Once you have read the data below, print all of it exactly.
┄┄┄┄┄┄
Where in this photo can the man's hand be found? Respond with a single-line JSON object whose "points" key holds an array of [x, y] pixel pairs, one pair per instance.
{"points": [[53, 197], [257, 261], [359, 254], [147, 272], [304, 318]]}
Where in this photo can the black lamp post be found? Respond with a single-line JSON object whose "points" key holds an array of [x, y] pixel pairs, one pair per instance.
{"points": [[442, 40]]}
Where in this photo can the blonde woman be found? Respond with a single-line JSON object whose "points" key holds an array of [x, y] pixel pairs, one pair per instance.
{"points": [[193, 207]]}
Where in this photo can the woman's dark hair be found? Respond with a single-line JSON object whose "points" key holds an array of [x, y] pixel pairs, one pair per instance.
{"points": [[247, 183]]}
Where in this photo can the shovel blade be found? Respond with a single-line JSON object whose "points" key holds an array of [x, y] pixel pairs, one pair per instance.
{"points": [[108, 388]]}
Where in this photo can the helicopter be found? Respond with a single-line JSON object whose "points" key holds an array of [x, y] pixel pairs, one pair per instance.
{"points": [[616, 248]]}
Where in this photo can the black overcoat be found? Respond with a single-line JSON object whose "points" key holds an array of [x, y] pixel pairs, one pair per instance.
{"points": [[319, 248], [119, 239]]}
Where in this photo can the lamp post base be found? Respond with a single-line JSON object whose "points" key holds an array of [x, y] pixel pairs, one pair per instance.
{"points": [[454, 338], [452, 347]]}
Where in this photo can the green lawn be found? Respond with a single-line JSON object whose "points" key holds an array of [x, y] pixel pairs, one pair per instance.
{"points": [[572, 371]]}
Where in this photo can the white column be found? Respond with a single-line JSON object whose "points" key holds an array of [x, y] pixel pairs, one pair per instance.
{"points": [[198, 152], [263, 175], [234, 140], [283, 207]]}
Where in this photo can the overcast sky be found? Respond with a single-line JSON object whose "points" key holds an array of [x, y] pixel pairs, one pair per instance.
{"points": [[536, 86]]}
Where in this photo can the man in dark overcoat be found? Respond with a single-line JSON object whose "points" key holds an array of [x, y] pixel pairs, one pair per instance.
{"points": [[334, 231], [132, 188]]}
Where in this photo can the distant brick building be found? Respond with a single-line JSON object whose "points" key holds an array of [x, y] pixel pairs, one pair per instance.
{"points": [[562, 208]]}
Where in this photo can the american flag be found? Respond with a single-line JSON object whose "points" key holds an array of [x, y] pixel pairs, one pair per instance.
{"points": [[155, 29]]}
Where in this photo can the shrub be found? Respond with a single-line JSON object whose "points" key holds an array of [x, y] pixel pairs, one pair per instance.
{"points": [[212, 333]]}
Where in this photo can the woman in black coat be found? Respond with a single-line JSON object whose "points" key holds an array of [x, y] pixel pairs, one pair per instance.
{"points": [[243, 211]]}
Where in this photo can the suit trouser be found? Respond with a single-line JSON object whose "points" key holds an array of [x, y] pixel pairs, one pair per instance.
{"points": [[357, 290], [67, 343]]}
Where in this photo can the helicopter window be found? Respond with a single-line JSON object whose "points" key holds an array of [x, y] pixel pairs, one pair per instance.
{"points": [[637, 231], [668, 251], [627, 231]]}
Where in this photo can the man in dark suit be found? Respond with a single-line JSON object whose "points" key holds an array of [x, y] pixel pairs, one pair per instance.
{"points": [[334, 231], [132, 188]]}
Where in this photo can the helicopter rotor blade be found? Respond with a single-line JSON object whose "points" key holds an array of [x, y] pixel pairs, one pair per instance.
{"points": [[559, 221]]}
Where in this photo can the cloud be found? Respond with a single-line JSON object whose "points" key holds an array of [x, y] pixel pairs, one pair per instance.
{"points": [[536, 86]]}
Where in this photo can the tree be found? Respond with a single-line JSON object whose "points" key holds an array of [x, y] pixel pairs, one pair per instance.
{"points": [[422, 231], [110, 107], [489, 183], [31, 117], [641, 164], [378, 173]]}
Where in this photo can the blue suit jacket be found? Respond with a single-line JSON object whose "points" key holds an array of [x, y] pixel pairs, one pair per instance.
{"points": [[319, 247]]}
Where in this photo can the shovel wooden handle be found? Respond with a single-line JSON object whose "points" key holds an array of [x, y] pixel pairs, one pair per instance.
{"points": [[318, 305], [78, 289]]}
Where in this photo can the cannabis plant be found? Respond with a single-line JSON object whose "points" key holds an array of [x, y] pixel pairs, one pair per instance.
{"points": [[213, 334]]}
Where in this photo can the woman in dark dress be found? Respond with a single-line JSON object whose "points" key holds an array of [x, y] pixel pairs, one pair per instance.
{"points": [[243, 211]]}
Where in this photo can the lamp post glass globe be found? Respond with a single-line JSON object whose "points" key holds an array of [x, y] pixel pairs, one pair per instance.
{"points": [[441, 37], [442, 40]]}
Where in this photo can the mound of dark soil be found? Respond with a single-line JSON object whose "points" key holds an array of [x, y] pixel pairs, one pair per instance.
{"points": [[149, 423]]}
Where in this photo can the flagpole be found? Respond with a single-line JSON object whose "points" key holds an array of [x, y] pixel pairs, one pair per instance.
┄┄┄┄┄┄
SOLUTION TO THE PROBLEM:
Where in this photo can the man's hand be found? Respond with a single-line JSON object whose "points" key holds an array of [x, y] pixel pairs, one pair per instance.
{"points": [[53, 197], [257, 261], [359, 254], [147, 272], [304, 318]]}
Where in this photo can the black lamp post be found? Respond with a single-line JSON object whose "points" key holds an array of [x, y] pixel pairs, one pair per instance.
{"points": [[442, 40]]}
Where in this photo can the blonde woman be found? Respond with a single-line JSON object whose "points" key holds an array of [x, y] pixel pairs, one pair per instance.
{"points": [[193, 207]]}
Where in this photo can the woman's dark hair be found? Respond with a single-line JSON object whose "points" key holds an array of [x, y] pixel pairs, one pair per instance.
{"points": [[247, 183]]}
Where in this photo can the shovel blade be found? Respond with a single-line JSON object whose "points" key holds an array of [x, y] pixel pairs, one pair per instance.
{"points": [[108, 388]]}
Where in this photo can the helicopter be found? Respond with a single-line JSON object whose "points" key holds an array of [x, y] pixel pairs, one pair per instance.
{"points": [[616, 248]]}
Where in this photo can the black overcoat be found? Respond with a single-line JSON object whose "points" key holds an array of [x, y] pixel pairs, one pair per instance.
{"points": [[319, 248], [119, 239]]}
Where in this photo can the lamp post base be found? Respond with a single-line JSON object whose "points" key holds an array of [x, y] pixel pairs, one pair per instance.
{"points": [[454, 338], [452, 347]]}
Where in this photo can the green lawn be found? Respond with a single-line JSON object whose "points" key holds an array of [x, y] pixel pairs, one pair per instance.
{"points": [[572, 371]]}
Where in this photo can the white column be found? Respond with a single-line JSON object whose "points" key holds an array of [x, y] pixel pairs, one pair per instance.
{"points": [[198, 152], [263, 175], [234, 140], [283, 207]]}
Where in this photo can the overcast sky be found? Respond with a single-line JSON object whose "points" key holds an array of [x, y] pixel pairs, one pair per instance.
{"points": [[536, 86]]}
Where in this photo can the man in dark overcoat be found? Respond with a single-line JSON object whose "points" key holds an array of [x, y] pixel pairs, one pair per instance.
{"points": [[334, 231], [132, 188]]}
Where in this photo can the distant brick building be found? Respond with a single-line JSON object whose "points" key holds an array of [x, y] pixel pairs, one pair per instance.
{"points": [[562, 208]]}
Where in this photo can the american flag be found? Respond with a single-line JSON object whose "points" key holds an array of [x, y] pixel pairs, one pair per instance.
{"points": [[155, 29]]}
Where in this photo can the shrub be found? Respond with a single-line JSON object whose "points" key holds an array of [x, y] pixel pairs, one pair per instance.
{"points": [[212, 333]]}
Where in this photo can the woman in black coat be found? Respond with a single-line JSON object whose "points" key holds an array of [x, y] pixel pairs, one pair per instance.
{"points": [[243, 211]]}
Where in this photo can the suit trouser be found? Respond with a single-line JSON object whose "points" key holds an array of [x, y] pixel pairs, one pair per instance.
{"points": [[357, 290], [67, 343]]}
Where in this photo can the helicopter window be found? Respond with a single-line JSON object whose "points" key holds an array of [x, y] pixel pairs, one pair per instance.
{"points": [[637, 231], [668, 251], [627, 231]]}
Where in this photo can the man in dark suit be found? Respond with a single-line JSON object whose "points" key holds an array of [x, y] pixel pairs, one pair per instance.
{"points": [[334, 231], [132, 188]]}
Where in this photo can the helicopter rotor blade be found? Respond with a single-line JSON object whose "points" key holds an array of [x, y] pixel pairs, one pair per instance.
{"points": [[559, 221]]}
Where in this photo can the cloud be found? Respond with a single-line JSON object whose "points" key holds an array of [x, y] pixel pairs, one pair per instance.
{"points": [[536, 86]]}
Where in this photo can the tree be found? Respond with a single-line JSON object whose "points" key holds an array of [x, y] pixel pairs, one pair per instance.
{"points": [[422, 231], [110, 107], [489, 183], [31, 117], [641, 164], [378, 173]]}
Where in this photo can the blue suit jacket be found? Respond with a single-line JSON object whose "points" key holds an array of [x, y] pixel pairs, one pair per instance.
{"points": [[319, 247]]}
Where in this photo can the shovel wooden handle be found? Respond with a single-line JSON object whose "points" key holds an array of [x, y] pixel pairs, one pair per instance.
{"points": [[318, 305], [78, 289]]}
Where in this photo can the cannabis plant be found? Respond with a single-line JSON object whose "points" key holds an array of [x, y] pixel pairs, one pair per instance.
{"points": [[213, 334]]}
Where in this photo can the woman in dark dress be found? Respond with a single-line JSON object whose "points" key holds an array of [x, y] pixel pairs, one pair per instance.
{"points": [[243, 211]]}
Where in this photo can the lamp post glass globe be found? Respond with a single-line JSON object whose "points" key holds an array of [x, y] pixel pairs, one pair per instance.
{"points": [[441, 37], [442, 40]]}
Where in this photo can the mound of dark soil be found? Respond with a single-line JSON object whose "points" key holds an array of [x, y] pixel pairs, one pair per instance.
{"points": [[149, 423]]}
Where in this photo can the flagpole be found? Respond with a single-line JSON object whose "points" key holds an array of [x, y] pixel pairs, one pair per instance.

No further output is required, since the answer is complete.